Problem to work on>
Return the records exactly, from the first line through the "the golfer in" line.

Dataset extract>
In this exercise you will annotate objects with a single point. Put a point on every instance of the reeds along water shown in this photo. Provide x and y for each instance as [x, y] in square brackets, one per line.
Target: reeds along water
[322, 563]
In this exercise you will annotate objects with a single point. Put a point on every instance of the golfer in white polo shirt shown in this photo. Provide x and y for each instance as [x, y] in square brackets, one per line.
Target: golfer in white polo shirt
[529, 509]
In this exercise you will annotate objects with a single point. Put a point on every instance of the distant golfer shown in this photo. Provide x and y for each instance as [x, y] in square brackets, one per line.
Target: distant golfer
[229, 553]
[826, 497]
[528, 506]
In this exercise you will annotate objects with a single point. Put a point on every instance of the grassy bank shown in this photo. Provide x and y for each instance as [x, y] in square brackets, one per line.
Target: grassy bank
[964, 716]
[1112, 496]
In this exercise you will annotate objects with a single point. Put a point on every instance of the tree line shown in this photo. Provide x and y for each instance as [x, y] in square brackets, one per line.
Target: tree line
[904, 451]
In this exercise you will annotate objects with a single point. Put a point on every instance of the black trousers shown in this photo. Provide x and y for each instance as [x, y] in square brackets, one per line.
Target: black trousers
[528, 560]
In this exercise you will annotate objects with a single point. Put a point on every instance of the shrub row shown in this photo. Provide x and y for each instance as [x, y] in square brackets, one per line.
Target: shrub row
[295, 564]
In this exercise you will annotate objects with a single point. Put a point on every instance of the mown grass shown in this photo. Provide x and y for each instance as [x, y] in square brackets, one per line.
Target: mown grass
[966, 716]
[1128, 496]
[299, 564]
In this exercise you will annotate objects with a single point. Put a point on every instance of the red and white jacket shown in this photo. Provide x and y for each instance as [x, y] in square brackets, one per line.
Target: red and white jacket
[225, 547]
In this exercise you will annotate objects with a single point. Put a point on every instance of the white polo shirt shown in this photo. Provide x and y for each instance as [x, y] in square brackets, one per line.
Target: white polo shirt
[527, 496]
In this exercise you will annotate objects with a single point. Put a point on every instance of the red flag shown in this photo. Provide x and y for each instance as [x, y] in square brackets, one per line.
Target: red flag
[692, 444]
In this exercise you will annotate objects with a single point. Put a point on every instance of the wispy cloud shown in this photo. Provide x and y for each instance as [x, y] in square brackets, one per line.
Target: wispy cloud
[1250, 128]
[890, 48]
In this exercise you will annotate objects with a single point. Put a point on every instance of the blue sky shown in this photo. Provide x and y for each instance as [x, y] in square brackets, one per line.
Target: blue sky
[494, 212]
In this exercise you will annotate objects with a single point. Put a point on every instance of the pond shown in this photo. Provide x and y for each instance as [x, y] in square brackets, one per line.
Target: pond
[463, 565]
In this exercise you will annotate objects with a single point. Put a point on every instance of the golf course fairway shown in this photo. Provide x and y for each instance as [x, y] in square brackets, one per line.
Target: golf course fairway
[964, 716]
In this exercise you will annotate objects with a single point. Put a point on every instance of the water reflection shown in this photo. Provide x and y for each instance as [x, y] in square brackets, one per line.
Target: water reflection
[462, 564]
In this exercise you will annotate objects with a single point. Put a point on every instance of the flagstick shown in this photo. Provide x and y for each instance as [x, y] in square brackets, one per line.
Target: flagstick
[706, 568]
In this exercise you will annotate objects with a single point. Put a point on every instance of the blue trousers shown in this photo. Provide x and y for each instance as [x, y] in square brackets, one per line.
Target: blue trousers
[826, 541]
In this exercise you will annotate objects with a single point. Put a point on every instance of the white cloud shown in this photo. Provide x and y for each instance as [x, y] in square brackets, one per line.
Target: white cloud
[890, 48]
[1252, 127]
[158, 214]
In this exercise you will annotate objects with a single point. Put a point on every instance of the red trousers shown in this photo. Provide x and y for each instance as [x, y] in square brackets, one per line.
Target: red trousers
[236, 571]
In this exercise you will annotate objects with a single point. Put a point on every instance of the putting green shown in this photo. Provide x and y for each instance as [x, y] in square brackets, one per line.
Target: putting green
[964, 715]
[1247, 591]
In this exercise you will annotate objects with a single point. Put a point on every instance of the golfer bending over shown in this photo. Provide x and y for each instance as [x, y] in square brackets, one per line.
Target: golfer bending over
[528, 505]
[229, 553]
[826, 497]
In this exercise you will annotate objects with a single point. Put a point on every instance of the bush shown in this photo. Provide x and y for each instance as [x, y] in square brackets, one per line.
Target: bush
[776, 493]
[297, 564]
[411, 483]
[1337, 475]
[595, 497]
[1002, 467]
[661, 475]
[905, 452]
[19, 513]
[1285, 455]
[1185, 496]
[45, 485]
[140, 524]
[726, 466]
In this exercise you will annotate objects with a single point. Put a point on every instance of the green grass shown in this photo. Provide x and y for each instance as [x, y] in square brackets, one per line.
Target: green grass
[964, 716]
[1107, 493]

Your solution>
In this exercise you will annotate objects with a single point. Put a point on every instance of the reeds along water shown in this photo. Provide x and y for each instance as [x, y] in square brackets, one per line.
Target: reeds along water
[322, 563]
In this exercise you will annotate objects with a single point. Put a point on every instance of the golfer in white polo shirt shown in this photo. Provide x and y for each instance as [x, y] in square brackets, one per line.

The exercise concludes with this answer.